CHALLENGE: Print every one of the records below word for word, leaving the pictures out of your answer.

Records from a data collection

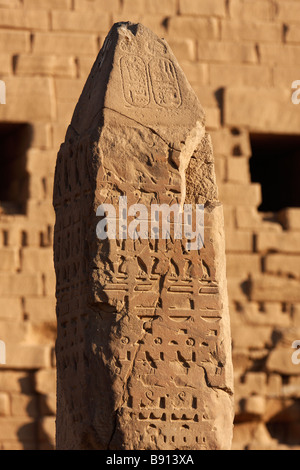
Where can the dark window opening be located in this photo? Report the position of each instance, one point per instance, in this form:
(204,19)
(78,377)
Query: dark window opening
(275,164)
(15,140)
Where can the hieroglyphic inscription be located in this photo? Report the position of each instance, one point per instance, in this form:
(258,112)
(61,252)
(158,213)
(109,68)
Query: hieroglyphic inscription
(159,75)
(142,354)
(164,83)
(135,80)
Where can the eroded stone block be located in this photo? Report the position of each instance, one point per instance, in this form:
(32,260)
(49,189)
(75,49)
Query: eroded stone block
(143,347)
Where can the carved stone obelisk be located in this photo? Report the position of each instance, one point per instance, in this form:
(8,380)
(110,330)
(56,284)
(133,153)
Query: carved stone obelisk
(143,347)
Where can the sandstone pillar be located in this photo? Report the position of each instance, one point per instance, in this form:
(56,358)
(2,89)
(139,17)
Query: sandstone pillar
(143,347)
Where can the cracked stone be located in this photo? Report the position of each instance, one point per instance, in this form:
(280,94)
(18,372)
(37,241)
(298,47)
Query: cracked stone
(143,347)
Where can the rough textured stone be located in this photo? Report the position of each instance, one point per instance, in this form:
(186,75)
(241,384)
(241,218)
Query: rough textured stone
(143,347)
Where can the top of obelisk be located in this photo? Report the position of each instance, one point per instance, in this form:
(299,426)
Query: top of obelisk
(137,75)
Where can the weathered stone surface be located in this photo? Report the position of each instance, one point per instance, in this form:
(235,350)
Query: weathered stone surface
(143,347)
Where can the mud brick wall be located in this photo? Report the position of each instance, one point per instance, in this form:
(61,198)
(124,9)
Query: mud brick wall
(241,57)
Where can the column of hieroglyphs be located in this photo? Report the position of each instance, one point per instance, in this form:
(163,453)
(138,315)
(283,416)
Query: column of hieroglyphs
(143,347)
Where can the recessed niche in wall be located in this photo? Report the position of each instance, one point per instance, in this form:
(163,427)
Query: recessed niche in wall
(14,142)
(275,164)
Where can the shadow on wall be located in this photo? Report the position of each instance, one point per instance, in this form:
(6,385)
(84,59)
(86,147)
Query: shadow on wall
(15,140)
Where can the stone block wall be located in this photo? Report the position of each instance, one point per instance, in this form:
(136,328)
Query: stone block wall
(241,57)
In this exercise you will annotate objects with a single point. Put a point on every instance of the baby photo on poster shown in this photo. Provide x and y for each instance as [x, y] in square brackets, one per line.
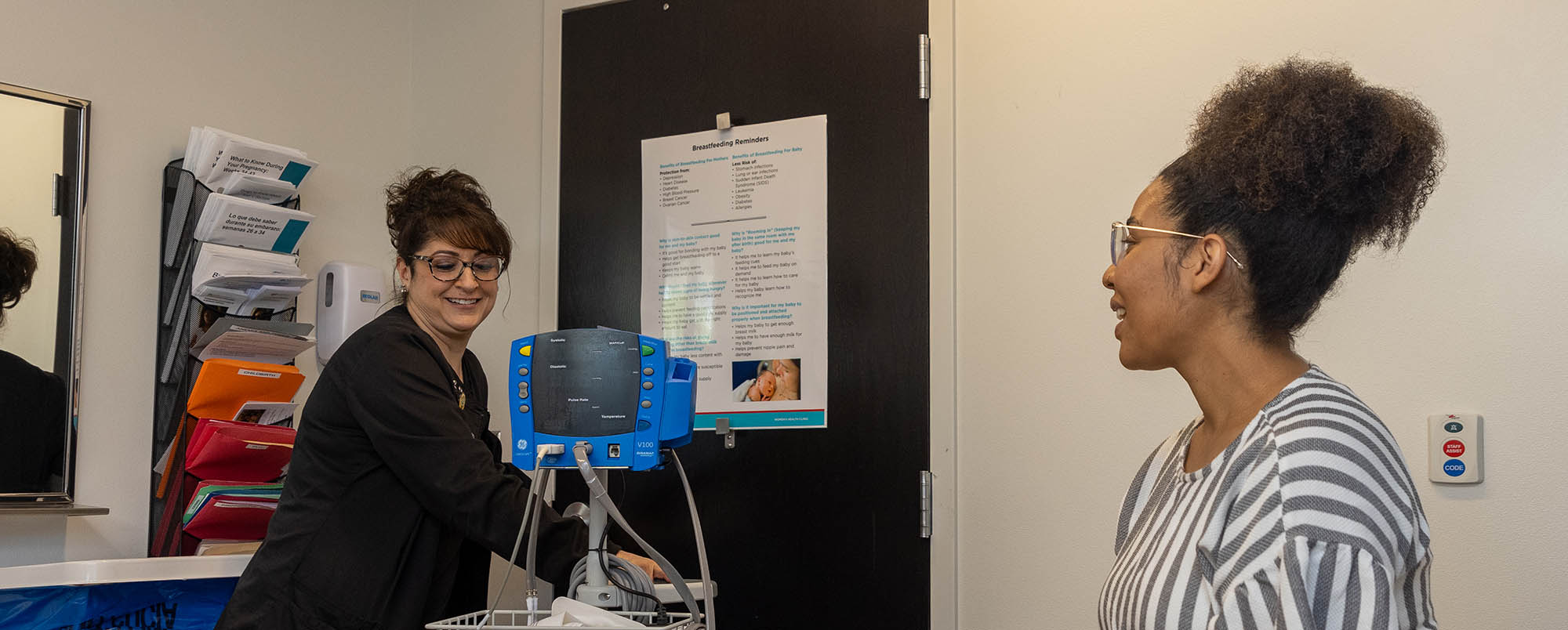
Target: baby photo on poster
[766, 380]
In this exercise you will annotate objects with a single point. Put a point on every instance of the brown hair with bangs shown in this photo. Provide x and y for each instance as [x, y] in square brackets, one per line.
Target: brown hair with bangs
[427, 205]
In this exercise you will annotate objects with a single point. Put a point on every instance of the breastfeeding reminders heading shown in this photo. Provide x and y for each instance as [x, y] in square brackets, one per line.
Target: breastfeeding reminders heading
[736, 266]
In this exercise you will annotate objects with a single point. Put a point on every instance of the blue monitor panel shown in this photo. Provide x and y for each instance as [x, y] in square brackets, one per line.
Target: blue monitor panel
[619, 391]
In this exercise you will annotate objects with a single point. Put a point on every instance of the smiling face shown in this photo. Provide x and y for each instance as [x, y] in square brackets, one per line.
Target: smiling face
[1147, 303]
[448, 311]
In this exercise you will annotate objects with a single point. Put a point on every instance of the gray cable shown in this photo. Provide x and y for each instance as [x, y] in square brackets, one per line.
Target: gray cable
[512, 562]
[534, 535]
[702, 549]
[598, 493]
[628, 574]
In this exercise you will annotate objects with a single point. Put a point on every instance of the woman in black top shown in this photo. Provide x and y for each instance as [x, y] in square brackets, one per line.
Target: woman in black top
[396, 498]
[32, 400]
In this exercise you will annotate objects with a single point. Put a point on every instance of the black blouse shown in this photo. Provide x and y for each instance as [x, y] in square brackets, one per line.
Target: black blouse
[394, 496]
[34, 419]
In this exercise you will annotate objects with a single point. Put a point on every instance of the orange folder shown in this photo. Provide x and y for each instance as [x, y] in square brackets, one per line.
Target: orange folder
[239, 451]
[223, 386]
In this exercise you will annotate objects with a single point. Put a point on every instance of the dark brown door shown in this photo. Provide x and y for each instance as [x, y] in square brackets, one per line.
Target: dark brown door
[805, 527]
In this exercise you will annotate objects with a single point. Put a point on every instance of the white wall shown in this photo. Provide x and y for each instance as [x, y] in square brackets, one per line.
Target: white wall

WRITTEN REPLY:
Where can the dark window opening be located in this photo? Report the position of each instance, one point per instance, in this form:
(204,19)
(78,377)
Query: dark window opening
(275,164)
(15,140)
Where can the hieroglyphic inscription be located in this photo? Report the position of each instance, one point per instance, in this form:
(258,112)
(61,252)
(158,213)
(109,68)
Query: hieroglyphic inscription
(159,75)
(142,354)
(164,83)
(135,80)
Where can the eroded stone block be located in this photo? Report the position of each instance, one point per instance, in this form:
(32,260)
(49,189)
(75,49)
Query: eroded stone block
(143,347)
Where can the carved stone obelisk be located in this photo? Report the position of each instance, one point per instance, in this form:
(8,380)
(110,330)
(56,284)
(133,153)
Query: carved stone obelisk
(143,347)
Where can the sandstone pillar be located in this photo? Report the position of each instance, one point per instance, in this form:
(56,358)
(2,89)
(139,17)
Query: sandstone pillar
(143,347)
Where can the cracked stone be located in this photo? Report the position of each instance, one point per instance, in this form:
(280,94)
(18,372)
(37,241)
(298,47)
Query: cracked stone
(143,347)
Where can the rough textured stone be located in this photo? Report the position of each instance, one point per instance, in this form:
(186,75)
(241,384)
(241,218)
Query: rough textured stone
(143,347)
Where can the top of obelisk be located in this photo? Report the position of each instance, one point per instance, in this form:
(299,426)
Query: top of obelisk
(137,75)
Where can the weathered stone surface be located in this photo? Report the position of each instance, one point per instance, in this form:
(235,350)
Query: weathered stone surface
(143,347)
Where can the mud brick wall be located in this photo? Report the position of each instance, one point per instance, in this form:
(61,198)
(124,9)
Query: mud brick wall
(241,57)
Where can the column of hieroglyphs be located in this photo? Report the position of each instance, one point per instance, in this form:
(163,453)
(138,315)
(283,416)
Query: column of hieroglyphs
(143,347)
Where can the recessed niche in wall be located in this photo? Report the position of each instance, one point per instance, in this form:
(163,427)
Query: recessed niche in wall
(14,142)
(275,164)
Where can the shadow on wall be located in this photo? Report the position of each instance, one point per instance, in this form:
(6,385)
(84,59)
(86,147)
Query: shadow on wall
(15,140)
Where can the stone block wall be located in this photo? Report the position of each instance, one point per instance, in this form:
(136,328)
Query: stone block wall
(241,57)
In this exercise you will annotate objects with a single point. Put a point on every instance of the baby photo on poster shown in this photo. Provide x and y for each instance as [x, y] in square brackets, one per line.
Target: baby photo on poster
[766, 380]
In this exercise you will annotate objects with a single point. Put a point on every instance of the brown hair with bangs shown in this photo. Provide x and y for each instance as [x, y] in square brackets, one per line.
Target: brown hair with bangs
[427, 205]
In this exercise you will annotate objects with a single point. Put a point on every instance of the breastfeeding reminders heading shown in this photo. Provide x and y for each instance as [x, y] in square brackets, one per line.
Target: breastfeeding reminders heading
[736, 266]
In this exercise you will annotate objects with a single point. Put a point on every instance of the blue monitor panel shown in this photo. Provide x and y for each instance as [x, y] in square brackets, one per line.
Target: blue monitor panel
[619, 391]
In this exercise you will annotate objects with a single point. Put a point on every instance of the smiling face shown in this photo. Provide x and y for each instance as [x, y] in square brackets, one per line.
Target: smiling face
[1147, 303]
[448, 311]
In this exercise you will annotate objects with a single point. Put a point on every instance of the gray cable shown in this photo. Provide x and y for each instance as [x, y] in square brackets, one per line.
Target: gray cable
[512, 562]
[534, 535]
[702, 549]
[598, 493]
[628, 574]
In this exercise you will annotate objects with a single point. Put a point on every instance of the woman in black top shown in this photo. Provide x and y for each instance as [x, y] in square brackets, one per line.
Target: woman in black top
[396, 498]
[32, 400]
In this exercise you will annotate objects with a single point. Put a point on every instance of the black blouse shown in this photo. Provide x and y for each instance as [x, y] in square brackets, one per line.
Target: black blouse
[394, 496]
[34, 419]
In this exercise you will annotate objects with a single point. Put a point on every instance of the orange folder shown in this photo. Provide x and y for each instance as [x, y] in square brackets, one per line.
Target: orange folder
[239, 451]
[223, 386]
In this exercise you will annotate objects with a single point. Put a point on every instance of the dark brown door shown in this photo. Provide x and y for each instance as [x, y] in square brackets, one per line.
Target: dark brown door
[805, 527]
In this exercise you will annotate objects with a single point. Put a point on every instance of the white wall shown in this photo. Provide x and y for each instance as [x, y] in square brackets, one per line.
Target: white wall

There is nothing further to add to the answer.